**Document passage**
— Start —
EX-4.64 24 ex4-64.htm SECURED GOLD LOAN AGREEMENT DATED APRIL 9, 2019 WITH KELLY MCKENNON

Exhibit 4.64

 

SECURED GOLD LOAN AGREEMENT

 

This Secured Gold Loan Agreement (this “Agreement”) is entered into as of the April 9th, 2019, by and among Kelly Mckennon, a resident of Washington, (“Lender”) and Tanzanian Royalty Exploration Corporation, a Canadian corporation (“Borrower”) (each a “Party” and collectively the “Parties”).

 

WHEREAS, Lender desires to loan certain gold bullion coins to Borrower, and Borrower desires to borrow such coins from Lender, under the terms and conditions set forth herein.

 

NOW THEREFORE, the Parties, each intending to be legally bound by this Agreement, hereby agree as follows:

 

1.Loan. Lender hereby loans Borrower, and Borrower hereby borrows from Lender (the “Loan”) gold bullion coins described as 40 ounces of gold (the “Coins”).
— End —
**Records provided**
— Start —
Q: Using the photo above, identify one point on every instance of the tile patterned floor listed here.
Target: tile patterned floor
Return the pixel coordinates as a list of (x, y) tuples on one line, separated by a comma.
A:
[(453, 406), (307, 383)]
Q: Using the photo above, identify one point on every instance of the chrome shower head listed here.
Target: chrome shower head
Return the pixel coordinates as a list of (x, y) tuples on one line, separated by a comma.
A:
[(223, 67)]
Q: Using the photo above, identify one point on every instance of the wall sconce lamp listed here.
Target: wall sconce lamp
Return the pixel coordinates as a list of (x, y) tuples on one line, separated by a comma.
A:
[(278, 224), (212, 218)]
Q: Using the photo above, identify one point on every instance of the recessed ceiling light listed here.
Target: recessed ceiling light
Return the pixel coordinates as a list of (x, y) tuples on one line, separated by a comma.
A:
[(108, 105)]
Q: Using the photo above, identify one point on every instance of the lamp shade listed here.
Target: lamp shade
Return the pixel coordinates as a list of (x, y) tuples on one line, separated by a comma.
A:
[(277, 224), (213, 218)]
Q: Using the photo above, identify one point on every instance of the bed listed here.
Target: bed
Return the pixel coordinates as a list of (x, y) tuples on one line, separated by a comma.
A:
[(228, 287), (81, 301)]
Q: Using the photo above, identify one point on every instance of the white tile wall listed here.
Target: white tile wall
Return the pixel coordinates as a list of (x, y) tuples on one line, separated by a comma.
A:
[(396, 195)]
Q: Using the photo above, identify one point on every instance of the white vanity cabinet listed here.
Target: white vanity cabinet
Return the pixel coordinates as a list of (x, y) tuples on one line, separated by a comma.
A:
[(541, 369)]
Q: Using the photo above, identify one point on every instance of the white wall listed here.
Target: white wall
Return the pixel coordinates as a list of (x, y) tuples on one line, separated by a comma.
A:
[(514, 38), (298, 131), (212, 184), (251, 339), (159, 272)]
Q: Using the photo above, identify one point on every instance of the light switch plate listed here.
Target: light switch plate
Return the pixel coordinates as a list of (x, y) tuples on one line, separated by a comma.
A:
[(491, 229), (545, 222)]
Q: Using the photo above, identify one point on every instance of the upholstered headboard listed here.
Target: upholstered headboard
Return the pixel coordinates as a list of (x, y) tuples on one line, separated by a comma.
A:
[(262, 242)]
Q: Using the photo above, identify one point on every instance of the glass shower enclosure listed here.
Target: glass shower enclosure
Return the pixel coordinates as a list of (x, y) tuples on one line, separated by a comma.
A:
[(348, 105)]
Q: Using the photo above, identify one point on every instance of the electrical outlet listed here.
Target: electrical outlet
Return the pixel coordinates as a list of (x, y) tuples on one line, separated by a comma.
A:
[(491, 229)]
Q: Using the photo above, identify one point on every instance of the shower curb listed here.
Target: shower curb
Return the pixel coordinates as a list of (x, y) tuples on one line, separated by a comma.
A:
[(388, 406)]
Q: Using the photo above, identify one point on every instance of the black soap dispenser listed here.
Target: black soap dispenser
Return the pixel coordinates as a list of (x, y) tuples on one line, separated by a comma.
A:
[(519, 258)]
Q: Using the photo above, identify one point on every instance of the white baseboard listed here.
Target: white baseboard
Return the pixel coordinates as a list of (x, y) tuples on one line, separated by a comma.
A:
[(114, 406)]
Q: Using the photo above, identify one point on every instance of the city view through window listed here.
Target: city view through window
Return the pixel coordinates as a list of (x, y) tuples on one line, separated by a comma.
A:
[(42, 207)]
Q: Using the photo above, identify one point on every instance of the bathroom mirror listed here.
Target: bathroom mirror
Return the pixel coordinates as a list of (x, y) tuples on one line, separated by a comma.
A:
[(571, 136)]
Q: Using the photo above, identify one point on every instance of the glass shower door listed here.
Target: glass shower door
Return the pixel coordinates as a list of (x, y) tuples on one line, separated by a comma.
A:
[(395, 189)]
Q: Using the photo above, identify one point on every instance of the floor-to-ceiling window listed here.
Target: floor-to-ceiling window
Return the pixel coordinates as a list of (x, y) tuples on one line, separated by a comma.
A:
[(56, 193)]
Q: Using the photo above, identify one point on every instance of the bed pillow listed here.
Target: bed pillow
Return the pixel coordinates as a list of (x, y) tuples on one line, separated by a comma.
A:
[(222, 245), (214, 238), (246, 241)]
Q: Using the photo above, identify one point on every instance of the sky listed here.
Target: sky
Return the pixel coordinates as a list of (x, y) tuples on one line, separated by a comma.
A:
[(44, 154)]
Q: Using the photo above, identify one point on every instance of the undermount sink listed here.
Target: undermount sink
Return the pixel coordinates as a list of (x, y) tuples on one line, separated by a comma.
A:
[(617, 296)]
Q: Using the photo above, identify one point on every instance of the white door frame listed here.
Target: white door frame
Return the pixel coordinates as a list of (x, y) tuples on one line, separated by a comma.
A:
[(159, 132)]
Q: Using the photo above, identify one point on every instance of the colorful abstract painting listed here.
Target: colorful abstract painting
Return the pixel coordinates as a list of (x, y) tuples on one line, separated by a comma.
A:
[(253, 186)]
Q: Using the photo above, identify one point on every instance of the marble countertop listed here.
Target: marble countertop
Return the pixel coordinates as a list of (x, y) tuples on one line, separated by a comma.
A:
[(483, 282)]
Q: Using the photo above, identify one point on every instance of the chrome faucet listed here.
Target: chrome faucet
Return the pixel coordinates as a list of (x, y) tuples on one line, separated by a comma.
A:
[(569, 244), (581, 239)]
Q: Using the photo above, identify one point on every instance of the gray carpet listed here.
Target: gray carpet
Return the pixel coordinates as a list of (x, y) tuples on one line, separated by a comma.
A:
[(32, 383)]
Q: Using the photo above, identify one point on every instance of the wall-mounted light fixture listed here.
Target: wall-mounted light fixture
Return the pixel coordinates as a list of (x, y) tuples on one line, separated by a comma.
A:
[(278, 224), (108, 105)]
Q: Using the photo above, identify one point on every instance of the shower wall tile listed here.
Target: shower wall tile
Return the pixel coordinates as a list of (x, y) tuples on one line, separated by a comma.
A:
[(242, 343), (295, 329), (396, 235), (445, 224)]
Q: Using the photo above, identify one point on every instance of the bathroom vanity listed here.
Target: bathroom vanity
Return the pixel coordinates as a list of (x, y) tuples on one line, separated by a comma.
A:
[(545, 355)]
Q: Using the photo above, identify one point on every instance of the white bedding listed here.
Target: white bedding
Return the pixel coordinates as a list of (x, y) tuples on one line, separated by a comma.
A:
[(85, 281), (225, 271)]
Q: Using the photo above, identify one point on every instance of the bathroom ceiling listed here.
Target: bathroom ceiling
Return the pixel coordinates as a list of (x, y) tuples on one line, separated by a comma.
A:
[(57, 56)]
— End —
— Start —
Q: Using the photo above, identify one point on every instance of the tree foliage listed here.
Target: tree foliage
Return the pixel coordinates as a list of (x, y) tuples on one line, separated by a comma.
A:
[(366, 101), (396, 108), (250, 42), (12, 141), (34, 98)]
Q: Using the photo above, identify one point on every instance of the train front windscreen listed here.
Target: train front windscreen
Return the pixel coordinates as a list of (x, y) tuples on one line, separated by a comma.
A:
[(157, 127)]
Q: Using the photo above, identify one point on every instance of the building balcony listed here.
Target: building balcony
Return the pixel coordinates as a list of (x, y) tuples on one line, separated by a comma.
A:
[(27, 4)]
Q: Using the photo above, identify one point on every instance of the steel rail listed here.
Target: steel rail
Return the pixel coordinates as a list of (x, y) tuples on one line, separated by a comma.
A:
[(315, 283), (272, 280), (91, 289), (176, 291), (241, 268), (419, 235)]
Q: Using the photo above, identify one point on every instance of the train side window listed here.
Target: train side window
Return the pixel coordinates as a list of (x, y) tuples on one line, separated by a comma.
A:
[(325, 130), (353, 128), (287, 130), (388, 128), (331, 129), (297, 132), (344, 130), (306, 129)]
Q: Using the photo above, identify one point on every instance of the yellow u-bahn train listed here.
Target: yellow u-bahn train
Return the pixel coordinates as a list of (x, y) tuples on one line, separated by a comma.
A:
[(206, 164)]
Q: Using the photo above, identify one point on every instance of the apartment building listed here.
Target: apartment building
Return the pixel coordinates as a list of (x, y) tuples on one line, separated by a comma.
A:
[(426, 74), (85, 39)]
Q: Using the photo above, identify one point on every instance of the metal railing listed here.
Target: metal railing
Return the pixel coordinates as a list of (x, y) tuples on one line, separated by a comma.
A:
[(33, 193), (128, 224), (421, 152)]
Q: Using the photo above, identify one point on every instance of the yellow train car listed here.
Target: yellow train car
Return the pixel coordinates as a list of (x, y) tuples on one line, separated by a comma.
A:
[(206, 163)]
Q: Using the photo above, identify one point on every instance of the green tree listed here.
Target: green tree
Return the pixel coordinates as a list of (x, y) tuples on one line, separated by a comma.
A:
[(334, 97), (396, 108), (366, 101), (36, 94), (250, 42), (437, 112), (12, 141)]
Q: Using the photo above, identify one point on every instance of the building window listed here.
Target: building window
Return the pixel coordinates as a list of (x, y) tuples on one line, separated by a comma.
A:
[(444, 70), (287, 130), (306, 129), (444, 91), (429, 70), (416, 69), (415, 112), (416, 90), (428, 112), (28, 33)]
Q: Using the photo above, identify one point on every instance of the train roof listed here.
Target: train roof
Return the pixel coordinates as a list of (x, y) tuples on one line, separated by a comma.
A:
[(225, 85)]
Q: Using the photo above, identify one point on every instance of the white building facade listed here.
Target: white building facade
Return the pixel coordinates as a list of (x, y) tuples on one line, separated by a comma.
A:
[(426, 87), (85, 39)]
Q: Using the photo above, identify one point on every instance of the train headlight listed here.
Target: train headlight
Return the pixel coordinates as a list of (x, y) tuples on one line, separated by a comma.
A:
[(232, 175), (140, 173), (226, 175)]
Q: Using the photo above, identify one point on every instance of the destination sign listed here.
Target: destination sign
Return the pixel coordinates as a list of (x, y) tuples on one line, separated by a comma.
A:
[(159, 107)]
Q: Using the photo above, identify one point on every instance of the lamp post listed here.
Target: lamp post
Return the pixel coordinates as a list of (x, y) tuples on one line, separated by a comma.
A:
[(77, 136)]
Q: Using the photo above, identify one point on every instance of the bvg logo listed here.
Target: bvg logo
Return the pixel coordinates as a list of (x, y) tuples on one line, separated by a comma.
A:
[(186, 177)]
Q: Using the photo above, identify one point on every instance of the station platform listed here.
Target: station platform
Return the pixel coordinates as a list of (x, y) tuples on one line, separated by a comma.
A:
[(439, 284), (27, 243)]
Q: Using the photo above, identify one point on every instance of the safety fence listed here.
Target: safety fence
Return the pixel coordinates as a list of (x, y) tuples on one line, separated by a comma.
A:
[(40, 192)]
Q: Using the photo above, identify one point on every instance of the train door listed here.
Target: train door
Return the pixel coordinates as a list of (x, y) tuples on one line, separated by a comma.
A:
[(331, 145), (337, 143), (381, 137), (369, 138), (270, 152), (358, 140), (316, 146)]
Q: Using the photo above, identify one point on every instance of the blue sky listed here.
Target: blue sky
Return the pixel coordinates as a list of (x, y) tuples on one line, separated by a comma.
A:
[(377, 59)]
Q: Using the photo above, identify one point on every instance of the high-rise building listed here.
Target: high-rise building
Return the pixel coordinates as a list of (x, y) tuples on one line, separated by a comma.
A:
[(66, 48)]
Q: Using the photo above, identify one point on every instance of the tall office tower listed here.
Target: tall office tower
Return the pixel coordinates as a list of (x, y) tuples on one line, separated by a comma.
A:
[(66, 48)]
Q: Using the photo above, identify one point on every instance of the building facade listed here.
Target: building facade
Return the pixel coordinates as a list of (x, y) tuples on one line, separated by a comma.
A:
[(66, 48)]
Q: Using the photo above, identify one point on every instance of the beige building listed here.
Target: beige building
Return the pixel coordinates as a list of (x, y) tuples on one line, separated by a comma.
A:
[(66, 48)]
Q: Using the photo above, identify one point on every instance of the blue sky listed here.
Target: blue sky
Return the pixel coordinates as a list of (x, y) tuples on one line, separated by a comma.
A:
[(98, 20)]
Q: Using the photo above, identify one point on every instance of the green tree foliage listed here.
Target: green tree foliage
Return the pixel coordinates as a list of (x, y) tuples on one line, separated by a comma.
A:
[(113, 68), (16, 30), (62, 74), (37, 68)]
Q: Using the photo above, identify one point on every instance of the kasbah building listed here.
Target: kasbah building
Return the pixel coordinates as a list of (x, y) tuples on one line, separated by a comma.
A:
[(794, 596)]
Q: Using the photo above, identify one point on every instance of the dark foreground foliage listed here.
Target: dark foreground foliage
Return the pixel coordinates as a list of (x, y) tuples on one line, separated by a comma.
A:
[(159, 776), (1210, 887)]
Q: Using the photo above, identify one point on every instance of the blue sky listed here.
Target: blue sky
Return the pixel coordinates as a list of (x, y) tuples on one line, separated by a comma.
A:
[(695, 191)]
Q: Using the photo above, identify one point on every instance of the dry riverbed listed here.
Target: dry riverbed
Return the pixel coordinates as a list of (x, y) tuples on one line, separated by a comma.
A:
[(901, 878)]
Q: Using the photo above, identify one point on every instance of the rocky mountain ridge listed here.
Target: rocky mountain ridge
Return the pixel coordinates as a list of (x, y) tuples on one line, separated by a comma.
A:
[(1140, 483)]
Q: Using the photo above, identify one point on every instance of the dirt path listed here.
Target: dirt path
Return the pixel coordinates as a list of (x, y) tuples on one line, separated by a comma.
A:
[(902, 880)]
— End —
**Problem set**
• 1. Can you rewrite the records from the line containing "floor listed here." through the line containing "[(396, 195)]", swapping "identify" for "mark" and leaving everything else unchanged?
• 2. What comes next in the secured gold loan agreement? Continue it from the point where it stops.

**Results of the exercise**
• 1.
Q: Using the photo above, mark one point on every instance of the tile patterned floor listed here.
Target: tile patterned floor
Return the pixel coordinates as a list of (x, y) tuples on one line, separated by a comma.
A:
[(453, 406), (307, 383)]
Q: Using the photo above, mark one point on every instance of the chrome shower head listed here.
Target: chrome shower head
Return the pixel coordinates as a list of (x, y) tuples on one line, separated by a comma.
A:
[(223, 67)]
Q: Using the photo above, mark one point on every instance of the wall sconce lamp listed here.
Target: wall sconce lamp
Return the pixel coordinates as a list of (x, y) tuples on one line, separated by a comma.
A:
[(278, 224), (212, 218)]
Q: Using the photo above, mark one point on every instance of the recessed ceiling light listed here.
Target: recessed ceiling light
Return the pixel coordinates as a list of (x, y) tuples on one line, separated by a comma.
A:
[(108, 105)]
Q: Using the photo above, mark one point on every instance of the lamp shade listed here.
Target: lamp shade
Return the pixel coordinates as a list of (x, y) tuples on one line, separated by a comma.
A:
[(277, 224), (213, 218)]
Q: Using the photo above, mark one point on every instance of the bed listed here.
Target: bed
Return the pixel coordinates as a list of (x, y) tuples on one line, separated by a comma.
A:
[(228, 287), (81, 301)]
Q: Using the photo above, mark one point on every instance of the white tile wall listed here.
Target: white tile wall
Return the pixel coordinates as a list of (x, y) tuples on one line, separated by a comma.
A:
[(396, 195)]

• 2.
 

Lender shall physically deliver, or have delivered, the Coins to Borrower’s account Miles Franklin Ltd. in Wayzata, Minnesota (“the Custodian”). The date on which such delivery occurs is the “Loan Commencement Date”. The Custodian will confirm the quantity and authenticity of the Coins. The Parties have established that the market value of the Coins as of the Loan Commencement Date, based on the greater of the COMEX spot price of gold (with respect to the gold content of the Coins) or the trading value of the Coins (including numismatic value) at the time of delivery, the “Loan Value”.)

 

2.Maturity Date. The Loan shall be for a period of one (1) year (the “Term”) beginning on the Loan Commencement Date and maturing on April 9th, 2020 (“Maturity Date”). On the Maturity Date, Borrower shall repay the Loan to Lender without notice (other than the form of repayment as set forth below) or other demand (“Loan Repayment”). Loan Repayment shall be made by Borrower in one of the three (3) manners described below, the manner to be selected at the sole discretion of Lender:

 

(a)Bullion Return – Physical delivery of 40 ounces of bullion by Lender to Borrower.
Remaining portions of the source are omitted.